━━━ Listed records ━━━

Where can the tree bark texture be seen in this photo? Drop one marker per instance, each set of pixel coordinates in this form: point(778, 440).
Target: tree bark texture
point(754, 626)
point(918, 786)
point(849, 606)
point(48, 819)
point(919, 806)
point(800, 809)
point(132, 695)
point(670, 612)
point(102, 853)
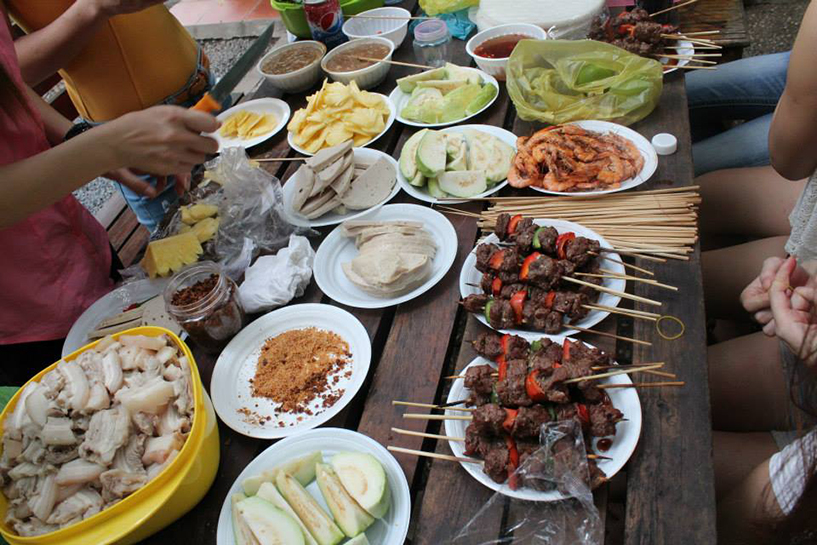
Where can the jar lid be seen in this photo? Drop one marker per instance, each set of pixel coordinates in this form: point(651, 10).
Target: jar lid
point(664, 143)
point(431, 30)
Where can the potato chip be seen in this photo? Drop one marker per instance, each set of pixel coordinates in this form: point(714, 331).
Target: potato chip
point(338, 113)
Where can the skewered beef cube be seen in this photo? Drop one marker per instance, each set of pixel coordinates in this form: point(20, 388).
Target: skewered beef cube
point(603, 418)
point(529, 421)
point(517, 367)
point(544, 273)
point(478, 379)
point(484, 253)
point(475, 302)
point(496, 462)
point(488, 419)
point(512, 393)
point(547, 240)
point(551, 382)
point(517, 348)
point(576, 250)
point(488, 345)
point(571, 303)
point(501, 314)
point(508, 290)
point(524, 236)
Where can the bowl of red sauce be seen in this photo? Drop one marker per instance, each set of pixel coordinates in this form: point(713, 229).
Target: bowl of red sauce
point(492, 47)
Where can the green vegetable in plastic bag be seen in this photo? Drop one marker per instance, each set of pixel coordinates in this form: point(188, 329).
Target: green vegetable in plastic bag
point(435, 7)
point(557, 81)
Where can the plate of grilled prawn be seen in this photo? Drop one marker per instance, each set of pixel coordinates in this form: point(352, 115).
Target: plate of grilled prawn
point(582, 158)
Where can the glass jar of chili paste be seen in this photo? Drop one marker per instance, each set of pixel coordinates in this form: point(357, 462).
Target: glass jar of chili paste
point(204, 301)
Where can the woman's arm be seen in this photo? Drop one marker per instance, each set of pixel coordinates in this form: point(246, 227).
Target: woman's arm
point(45, 51)
point(793, 133)
point(162, 140)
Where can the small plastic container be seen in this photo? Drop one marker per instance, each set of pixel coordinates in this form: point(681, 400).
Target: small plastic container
point(431, 39)
point(211, 318)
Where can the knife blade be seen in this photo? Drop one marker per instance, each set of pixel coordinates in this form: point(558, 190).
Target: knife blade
point(215, 97)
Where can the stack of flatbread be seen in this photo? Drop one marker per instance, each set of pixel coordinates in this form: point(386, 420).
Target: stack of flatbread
point(332, 180)
point(394, 256)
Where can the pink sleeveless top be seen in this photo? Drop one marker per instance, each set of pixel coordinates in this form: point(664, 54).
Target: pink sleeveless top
point(56, 262)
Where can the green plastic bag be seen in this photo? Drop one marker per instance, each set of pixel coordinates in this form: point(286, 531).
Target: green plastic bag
point(435, 7)
point(557, 81)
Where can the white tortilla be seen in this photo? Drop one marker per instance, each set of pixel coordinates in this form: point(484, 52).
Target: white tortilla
point(372, 187)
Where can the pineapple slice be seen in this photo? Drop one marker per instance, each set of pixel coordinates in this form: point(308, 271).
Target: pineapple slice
point(197, 212)
point(171, 254)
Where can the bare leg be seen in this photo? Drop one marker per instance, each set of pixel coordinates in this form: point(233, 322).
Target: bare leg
point(736, 455)
point(747, 201)
point(728, 270)
point(748, 388)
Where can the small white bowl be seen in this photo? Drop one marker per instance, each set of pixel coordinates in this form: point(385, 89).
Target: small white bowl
point(496, 67)
point(391, 29)
point(368, 77)
point(301, 79)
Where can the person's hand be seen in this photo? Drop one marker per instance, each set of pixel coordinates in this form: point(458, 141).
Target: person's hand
point(755, 297)
point(109, 8)
point(792, 313)
point(163, 140)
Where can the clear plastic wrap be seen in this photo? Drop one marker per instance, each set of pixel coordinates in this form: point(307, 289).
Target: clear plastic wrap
point(560, 464)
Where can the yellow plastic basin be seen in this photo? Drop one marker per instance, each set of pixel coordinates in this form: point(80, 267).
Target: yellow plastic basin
point(164, 499)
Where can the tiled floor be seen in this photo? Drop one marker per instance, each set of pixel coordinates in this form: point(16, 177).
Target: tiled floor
point(203, 12)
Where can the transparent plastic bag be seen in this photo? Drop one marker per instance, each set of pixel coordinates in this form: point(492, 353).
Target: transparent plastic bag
point(435, 7)
point(557, 81)
point(559, 465)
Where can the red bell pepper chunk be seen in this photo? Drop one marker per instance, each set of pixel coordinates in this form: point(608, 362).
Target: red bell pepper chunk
point(496, 286)
point(584, 415)
point(513, 223)
point(532, 387)
point(523, 274)
point(518, 303)
point(503, 366)
point(513, 462)
point(561, 244)
point(495, 261)
point(510, 417)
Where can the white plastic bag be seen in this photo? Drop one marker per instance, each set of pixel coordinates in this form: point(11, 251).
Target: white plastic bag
point(274, 280)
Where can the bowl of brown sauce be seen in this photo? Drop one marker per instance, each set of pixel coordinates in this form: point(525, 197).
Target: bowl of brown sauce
point(358, 61)
point(293, 67)
point(492, 47)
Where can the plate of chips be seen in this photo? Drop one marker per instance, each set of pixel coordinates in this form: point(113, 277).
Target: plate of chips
point(251, 122)
point(337, 113)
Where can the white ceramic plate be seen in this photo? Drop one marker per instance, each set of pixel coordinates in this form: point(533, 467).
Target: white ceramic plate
point(230, 384)
point(337, 249)
point(274, 106)
point(643, 145)
point(400, 99)
point(389, 123)
point(684, 48)
point(390, 530)
point(422, 194)
point(470, 275)
point(624, 443)
point(365, 154)
point(107, 306)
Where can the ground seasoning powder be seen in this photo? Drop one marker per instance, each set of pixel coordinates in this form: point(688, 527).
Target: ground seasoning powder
point(295, 368)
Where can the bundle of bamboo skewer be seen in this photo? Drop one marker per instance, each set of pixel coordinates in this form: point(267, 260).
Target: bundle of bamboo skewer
point(654, 224)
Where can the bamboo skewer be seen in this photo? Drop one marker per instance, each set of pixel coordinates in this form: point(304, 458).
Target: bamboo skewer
point(643, 385)
point(435, 455)
point(676, 6)
point(430, 406)
point(611, 335)
point(611, 291)
point(398, 63)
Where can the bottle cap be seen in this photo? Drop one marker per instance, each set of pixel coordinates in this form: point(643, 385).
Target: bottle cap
point(664, 143)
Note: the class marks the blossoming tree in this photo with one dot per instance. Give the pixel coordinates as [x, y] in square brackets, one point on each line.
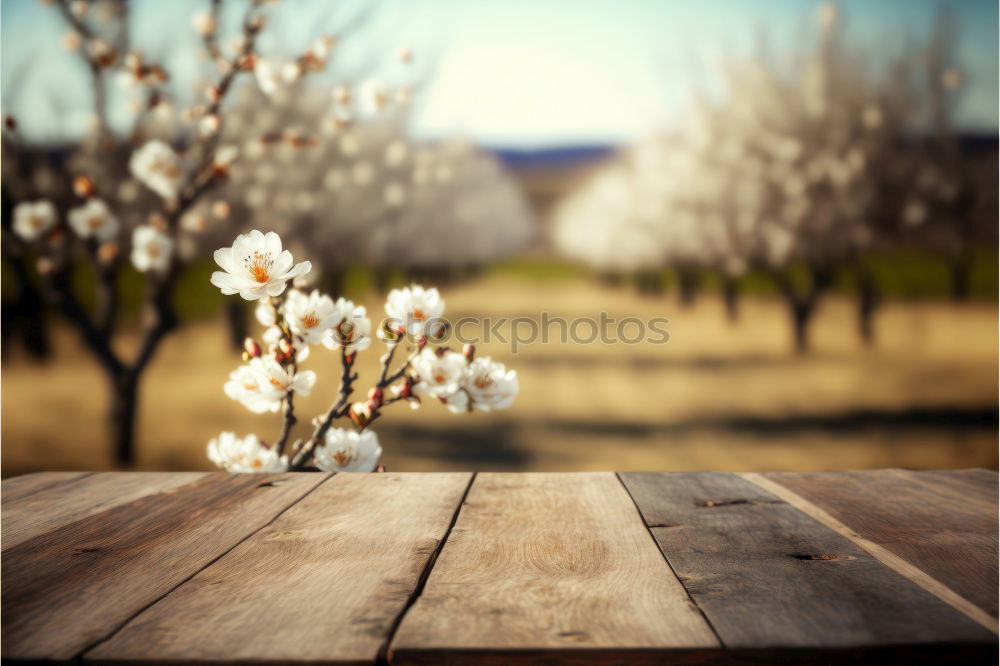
[129, 193]
[257, 268]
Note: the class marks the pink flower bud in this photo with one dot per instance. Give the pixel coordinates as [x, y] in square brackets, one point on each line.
[251, 348]
[360, 413]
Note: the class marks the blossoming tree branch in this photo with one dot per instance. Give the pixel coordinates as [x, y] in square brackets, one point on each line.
[258, 269]
[141, 205]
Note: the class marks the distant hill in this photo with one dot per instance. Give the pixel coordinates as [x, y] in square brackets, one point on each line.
[560, 157]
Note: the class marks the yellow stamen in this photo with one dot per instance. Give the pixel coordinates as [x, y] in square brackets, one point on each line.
[259, 266]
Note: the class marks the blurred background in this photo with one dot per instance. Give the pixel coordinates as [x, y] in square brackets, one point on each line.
[807, 191]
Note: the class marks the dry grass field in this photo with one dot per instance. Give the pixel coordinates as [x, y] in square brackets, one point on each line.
[715, 397]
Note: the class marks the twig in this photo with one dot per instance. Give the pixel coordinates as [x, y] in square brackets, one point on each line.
[337, 409]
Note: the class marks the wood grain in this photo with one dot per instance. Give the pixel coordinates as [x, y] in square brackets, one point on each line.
[63, 503]
[768, 577]
[67, 589]
[18, 487]
[944, 523]
[324, 583]
[554, 568]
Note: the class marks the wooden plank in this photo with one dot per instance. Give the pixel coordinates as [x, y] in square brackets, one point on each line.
[68, 588]
[550, 568]
[886, 557]
[943, 523]
[18, 487]
[64, 503]
[334, 572]
[770, 578]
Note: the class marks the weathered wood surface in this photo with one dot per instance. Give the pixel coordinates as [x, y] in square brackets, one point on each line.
[531, 568]
[19, 487]
[799, 584]
[67, 589]
[945, 523]
[329, 577]
[68, 502]
[559, 563]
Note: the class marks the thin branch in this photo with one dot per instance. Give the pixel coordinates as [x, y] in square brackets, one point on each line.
[337, 409]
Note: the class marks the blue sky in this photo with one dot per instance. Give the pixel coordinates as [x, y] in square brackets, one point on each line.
[518, 73]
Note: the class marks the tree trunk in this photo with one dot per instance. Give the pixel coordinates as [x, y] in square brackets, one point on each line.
[731, 296]
[649, 282]
[239, 324]
[122, 417]
[687, 282]
[961, 278]
[333, 280]
[381, 278]
[802, 305]
[801, 315]
[868, 300]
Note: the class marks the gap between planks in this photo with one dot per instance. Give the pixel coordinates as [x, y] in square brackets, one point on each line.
[886, 557]
[649, 531]
[80, 656]
[382, 658]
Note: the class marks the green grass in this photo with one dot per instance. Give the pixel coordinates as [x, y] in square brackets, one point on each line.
[906, 274]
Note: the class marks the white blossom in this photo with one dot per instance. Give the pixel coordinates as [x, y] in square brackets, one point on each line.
[374, 96]
[348, 451]
[309, 317]
[158, 167]
[263, 383]
[93, 220]
[247, 454]
[441, 374]
[414, 307]
[34, 218]
[203, 23]
[457, 402]
[151, 249]
[490, 385]
[354, 332]
[256, 266]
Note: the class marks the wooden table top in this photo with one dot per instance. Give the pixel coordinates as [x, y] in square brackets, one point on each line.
[890, 566]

━━━

Short task -> Convert the items, from the start through the line with "point(338, 113)" inclusive, into a JSON array of strings with one string per line and no blank lines. Leave out the pictures.

Full output ->
[
  "Where can the tree bark texture be seen in this photo? Drop one marker per instance, each set of pixel coordinates in this form: point(778, 440).",
  "Target: tree bark texture",
  "point(754, 626)",
  "point(918, 786)",
  "point(849, 606)",
  "point(48, 819)",
  "point(919, 806)",
  "point(800, 809)",
  "point(132, 695)",
  "point(670, 612)",
  "point(102, 853)",
  "Where can the jar lid be seen in this photo? Drop one marker per instance, each set of pixel coordinates in this form: point(651, 10).",
  "Target: jar lid",
  "point(664, 143)",
  "point(431, 30)",
  "Where can the potato chip be seen in this photo? Drop one marker per instance, each set of pixel coordinates in this form: point(714, 331).",
  "Target: potato chip",
  "point(338, 113)"
]